Stated goal. Render the lines below as a JSON list of strings, one string per line with blank lines left out. Include everything from the line containing "Would you please identify the overcast" down to the line containing "column 79, row 788", both of those lines included.
# start of Data for this task
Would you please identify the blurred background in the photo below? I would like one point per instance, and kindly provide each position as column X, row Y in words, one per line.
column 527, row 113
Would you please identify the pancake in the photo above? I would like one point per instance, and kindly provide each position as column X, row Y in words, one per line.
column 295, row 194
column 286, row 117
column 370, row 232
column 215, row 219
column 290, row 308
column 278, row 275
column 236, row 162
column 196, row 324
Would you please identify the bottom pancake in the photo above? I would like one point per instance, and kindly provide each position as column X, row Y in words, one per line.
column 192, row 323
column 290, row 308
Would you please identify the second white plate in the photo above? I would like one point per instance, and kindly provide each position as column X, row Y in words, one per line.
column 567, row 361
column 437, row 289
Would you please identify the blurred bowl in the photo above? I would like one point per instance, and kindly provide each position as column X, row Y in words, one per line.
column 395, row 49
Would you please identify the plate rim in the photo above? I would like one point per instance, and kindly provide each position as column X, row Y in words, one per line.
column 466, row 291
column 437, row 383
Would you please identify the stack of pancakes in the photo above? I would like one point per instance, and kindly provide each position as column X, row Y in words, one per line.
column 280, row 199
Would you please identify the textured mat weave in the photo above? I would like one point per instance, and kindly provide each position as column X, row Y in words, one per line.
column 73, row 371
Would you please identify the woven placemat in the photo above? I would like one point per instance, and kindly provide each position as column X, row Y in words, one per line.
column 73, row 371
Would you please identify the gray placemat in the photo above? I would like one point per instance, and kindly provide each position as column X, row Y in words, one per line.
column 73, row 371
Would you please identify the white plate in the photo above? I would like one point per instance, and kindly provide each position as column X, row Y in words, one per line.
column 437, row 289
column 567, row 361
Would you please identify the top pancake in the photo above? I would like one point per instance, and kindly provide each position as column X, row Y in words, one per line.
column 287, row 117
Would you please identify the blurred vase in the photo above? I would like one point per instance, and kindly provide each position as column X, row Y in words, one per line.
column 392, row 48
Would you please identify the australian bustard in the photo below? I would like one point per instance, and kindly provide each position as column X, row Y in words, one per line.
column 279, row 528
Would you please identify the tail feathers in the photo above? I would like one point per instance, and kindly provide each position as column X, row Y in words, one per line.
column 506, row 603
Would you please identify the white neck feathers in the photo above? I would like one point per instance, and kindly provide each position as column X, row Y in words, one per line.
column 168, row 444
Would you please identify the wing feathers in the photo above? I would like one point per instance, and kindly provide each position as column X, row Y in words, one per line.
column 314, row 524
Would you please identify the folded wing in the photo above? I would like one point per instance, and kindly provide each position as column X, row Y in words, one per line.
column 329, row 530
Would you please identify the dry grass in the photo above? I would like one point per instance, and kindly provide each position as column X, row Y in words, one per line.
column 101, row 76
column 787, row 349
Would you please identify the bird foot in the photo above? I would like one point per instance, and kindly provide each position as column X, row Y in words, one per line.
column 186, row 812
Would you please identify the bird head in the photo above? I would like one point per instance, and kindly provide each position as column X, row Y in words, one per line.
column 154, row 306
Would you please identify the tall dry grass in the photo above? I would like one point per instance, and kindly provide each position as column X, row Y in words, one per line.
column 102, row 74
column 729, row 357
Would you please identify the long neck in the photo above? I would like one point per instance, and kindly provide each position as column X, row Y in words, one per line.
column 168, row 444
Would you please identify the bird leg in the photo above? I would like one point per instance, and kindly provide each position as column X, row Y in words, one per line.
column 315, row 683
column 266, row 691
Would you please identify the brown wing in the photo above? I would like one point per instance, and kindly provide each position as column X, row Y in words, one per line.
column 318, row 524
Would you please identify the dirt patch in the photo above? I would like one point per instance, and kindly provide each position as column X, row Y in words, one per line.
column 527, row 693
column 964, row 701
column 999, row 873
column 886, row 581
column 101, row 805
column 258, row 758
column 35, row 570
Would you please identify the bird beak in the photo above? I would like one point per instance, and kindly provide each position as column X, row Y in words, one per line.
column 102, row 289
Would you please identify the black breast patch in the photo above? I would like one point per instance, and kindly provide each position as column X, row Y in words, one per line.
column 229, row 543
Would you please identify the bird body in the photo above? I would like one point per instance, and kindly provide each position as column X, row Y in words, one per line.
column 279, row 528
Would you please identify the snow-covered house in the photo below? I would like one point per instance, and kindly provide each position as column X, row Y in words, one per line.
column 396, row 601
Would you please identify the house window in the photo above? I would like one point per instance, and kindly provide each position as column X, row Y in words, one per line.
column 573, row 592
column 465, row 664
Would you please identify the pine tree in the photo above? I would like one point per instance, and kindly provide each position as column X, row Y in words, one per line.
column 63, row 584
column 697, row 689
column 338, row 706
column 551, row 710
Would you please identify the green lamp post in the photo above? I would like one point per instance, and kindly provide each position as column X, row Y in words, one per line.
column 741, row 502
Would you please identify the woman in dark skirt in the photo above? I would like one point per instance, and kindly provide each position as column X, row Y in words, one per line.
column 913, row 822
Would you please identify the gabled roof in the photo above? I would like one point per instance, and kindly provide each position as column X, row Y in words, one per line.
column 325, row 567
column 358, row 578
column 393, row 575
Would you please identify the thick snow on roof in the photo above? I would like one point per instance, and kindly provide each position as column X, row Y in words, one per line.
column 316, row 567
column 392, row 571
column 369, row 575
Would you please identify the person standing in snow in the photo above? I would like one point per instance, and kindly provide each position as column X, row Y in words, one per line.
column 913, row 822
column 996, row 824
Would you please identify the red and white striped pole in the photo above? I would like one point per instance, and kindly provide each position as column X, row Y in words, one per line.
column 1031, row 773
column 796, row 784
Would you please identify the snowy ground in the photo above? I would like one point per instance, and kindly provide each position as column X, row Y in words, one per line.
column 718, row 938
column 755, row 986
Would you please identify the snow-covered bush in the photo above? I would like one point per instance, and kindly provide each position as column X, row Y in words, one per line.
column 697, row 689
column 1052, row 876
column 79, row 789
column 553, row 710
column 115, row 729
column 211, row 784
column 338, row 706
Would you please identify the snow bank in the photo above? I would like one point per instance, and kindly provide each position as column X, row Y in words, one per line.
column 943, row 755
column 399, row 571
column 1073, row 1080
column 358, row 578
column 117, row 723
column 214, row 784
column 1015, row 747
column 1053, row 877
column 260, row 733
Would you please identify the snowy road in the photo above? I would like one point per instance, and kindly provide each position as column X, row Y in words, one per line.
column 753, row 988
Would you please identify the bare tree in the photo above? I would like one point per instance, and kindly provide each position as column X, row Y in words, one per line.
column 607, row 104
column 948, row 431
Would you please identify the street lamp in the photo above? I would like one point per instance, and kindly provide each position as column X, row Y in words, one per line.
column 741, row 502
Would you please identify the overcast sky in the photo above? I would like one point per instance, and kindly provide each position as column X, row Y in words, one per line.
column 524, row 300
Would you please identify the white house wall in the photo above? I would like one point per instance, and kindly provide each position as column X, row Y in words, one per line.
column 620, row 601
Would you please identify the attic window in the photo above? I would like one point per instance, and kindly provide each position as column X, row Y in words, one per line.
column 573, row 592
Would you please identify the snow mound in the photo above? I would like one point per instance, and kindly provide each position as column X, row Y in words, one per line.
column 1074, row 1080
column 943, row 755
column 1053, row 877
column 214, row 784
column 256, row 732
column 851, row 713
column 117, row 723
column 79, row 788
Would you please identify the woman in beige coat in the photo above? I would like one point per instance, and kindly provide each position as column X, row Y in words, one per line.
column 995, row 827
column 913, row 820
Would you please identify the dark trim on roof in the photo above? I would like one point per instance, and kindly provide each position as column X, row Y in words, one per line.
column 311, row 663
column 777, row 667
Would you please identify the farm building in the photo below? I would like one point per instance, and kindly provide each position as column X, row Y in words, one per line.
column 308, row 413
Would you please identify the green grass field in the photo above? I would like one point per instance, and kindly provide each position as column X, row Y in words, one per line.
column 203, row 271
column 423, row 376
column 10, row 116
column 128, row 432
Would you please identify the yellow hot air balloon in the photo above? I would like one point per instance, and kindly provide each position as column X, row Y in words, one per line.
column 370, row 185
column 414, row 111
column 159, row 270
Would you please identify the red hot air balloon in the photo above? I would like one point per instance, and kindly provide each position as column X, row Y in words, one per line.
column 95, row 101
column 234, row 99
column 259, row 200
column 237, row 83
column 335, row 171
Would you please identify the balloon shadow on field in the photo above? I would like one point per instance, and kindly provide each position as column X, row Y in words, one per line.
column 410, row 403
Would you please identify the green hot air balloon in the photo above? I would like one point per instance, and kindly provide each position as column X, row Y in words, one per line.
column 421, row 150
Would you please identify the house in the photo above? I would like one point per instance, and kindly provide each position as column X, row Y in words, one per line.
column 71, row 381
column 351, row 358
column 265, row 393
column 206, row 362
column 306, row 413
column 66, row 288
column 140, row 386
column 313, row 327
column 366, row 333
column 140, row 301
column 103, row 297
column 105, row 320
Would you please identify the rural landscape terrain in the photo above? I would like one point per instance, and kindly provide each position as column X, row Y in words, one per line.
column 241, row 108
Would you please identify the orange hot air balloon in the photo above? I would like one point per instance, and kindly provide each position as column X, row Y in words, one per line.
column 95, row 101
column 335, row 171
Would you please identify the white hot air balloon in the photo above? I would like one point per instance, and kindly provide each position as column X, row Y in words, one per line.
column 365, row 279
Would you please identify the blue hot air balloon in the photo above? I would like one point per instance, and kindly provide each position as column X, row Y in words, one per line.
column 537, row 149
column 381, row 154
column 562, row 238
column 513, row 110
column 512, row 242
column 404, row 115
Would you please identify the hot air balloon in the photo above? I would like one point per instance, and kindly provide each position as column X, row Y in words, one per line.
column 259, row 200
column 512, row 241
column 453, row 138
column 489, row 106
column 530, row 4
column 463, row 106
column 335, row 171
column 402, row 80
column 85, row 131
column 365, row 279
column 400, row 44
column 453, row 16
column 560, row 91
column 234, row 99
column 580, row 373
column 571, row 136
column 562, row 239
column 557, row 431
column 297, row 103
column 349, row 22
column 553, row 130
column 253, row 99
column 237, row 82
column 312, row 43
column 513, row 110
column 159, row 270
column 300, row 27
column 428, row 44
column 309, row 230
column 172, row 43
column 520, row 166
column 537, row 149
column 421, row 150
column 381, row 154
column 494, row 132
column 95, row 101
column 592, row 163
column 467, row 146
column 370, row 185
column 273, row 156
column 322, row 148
# end of Data for this task
Answer to the problem.
[
  "Would you please identify the overcast sky in the photo above? I would like one point per instance, and kindly provide each position as column X, row Y in words, one per line.",
  "column 524, row 300",
  "Would you please identify the white house wall in the photo above? I would like one point per instance, and kindly provide each position as column X, row Y in words, one per line.",
  "column 620, row 601",
  "Would you please identify the attic window in the photo above? I would like one point per instance, and kindly provide each position as column X, row Y in words, one per line.",
  "column 573, row 592",
  "Would you please identify the snow mound in the photo above? I would like one point per instance, and kindly provide each position as column X, row Y in words, one per line.",
  "column 1074, row 1080",
  "column 943, row 755",
  "column 1053, row 877",
  "column 214, row 784",
  "column 256, row 732",
  "column 851, row 713",
  "column 117, row 723",
  "column 79, row 788"
]